_Task prompt_
Transcribe all of the data exactly. Omit the pictures.

_Supplied entries_
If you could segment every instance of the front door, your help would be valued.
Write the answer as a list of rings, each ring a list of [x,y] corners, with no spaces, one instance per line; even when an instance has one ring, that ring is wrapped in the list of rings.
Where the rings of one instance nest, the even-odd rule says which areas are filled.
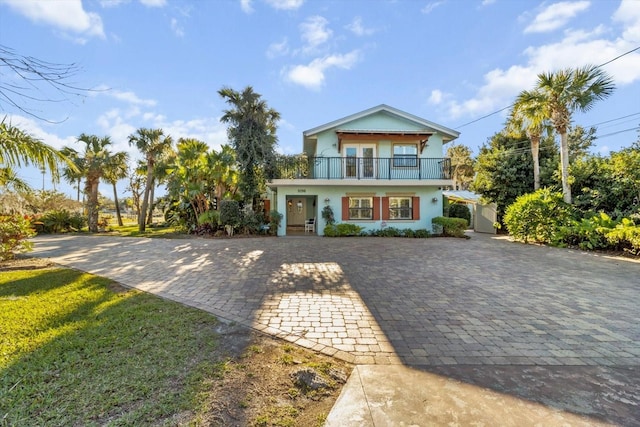
[[[376,145],[345,144],[344,177],[373,179],[376,177]]]
[[[305,197],[287,199],[287,225],[304,227],[305,219],[307,219],[307,199]]]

_Exercise output_
If you could segment every instance of the front door, your help would be valued.
Write the answer as a list of rings, each ring a list of [x,y] corners, with no spaces, one instance per line; even when an instance has one ring, that ring is wrapped in the list of rings.
Where the rings of one instance nest, the even-odd rule says which areas are filled.
[[[376,145],[345,144],[344,177],[373,179],[376,177]]]
[[[305,197],[287,199],[287,225],[304,227],[305,219],[307,219],[307,199]]]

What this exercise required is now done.